Chief Petty Officer Ernest Herbert Pitcher  (31 December 1888 − 10 February 1946) (middle name also recorded as James) was a Royal Navy (RN) sailor and an English recipient of the Victoria Cross (VC), the highest award for gallantry in the face of the enemy that can be awarded to British and Commonwealth forces.

Naval career
During the First World War Pitcher served in Q ships commanded by Commander Gordon Campbell. The first was HMS Farnborough (Q.5) which sank two U-boats but was herself sunk by the second; Captain Campbell was awarded the VC after the second action. Most of the crew, including Pitcher, were rescued and followed Campbell to HMS Pargust.

Pargust sank the U-boat UC-29 but was herself severely damaged. The Admiralty decided that Pargust'''s action was worthy of the VC but that all of the crew had acted with equal valour, so article 13 of the VC's royal warrant was applied and the ship's company voted for one commissioned officer and one petty officer or seaman to receive the award: these were Pargust first lieutenant, Ronald Stuart, and seaman William Williams. Pitcher received the Distinguished Service Medal. Campbell and the crew then transferred to HMS Dunraven, in which the action took place for which Pitcher was awarded the VC.

Petty Officer Pitcher was captain of the 4-inch gun crew. When the magazine below them blew up the crew were blown into the air, but Pitcher and another man landed on mock railway trucks made of wood and canvas, which cushioned their falls and saved their lives. His VC was awarded by ballot of the gun crew. Lieutenant Charles George Bonner was also awarded the VC. Pitcher also received the Croix de Guerre and the Médaille Militaire.

INFORMATION SHOWN

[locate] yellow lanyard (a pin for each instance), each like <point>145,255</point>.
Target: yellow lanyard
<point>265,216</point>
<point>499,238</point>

GIVEN TASK 1
According to the text on Ernest Herbert Pitcher, how was his Victoria Cross awarded?
GIVEN TASK 2
Repeat the portion of the text on Ernest Herbert Pitcher between "Chief Petty Officer" and "and Commonwealth forces.", inclusive.

TASK ANSWER 1
By ballot of the gun crew.

TASK ANSWER 2
Chief Petty Officer Ernest Herbert Pitcher  (31 December 1888 − 10 February 1946) (middle name also recorded as James) was a Royal Navy (RN) sailor and an English recipient of the Victoria Cross (VC), the highest award for gallantry in the face of the enemy that can be awarded to British and Commonwealth forces.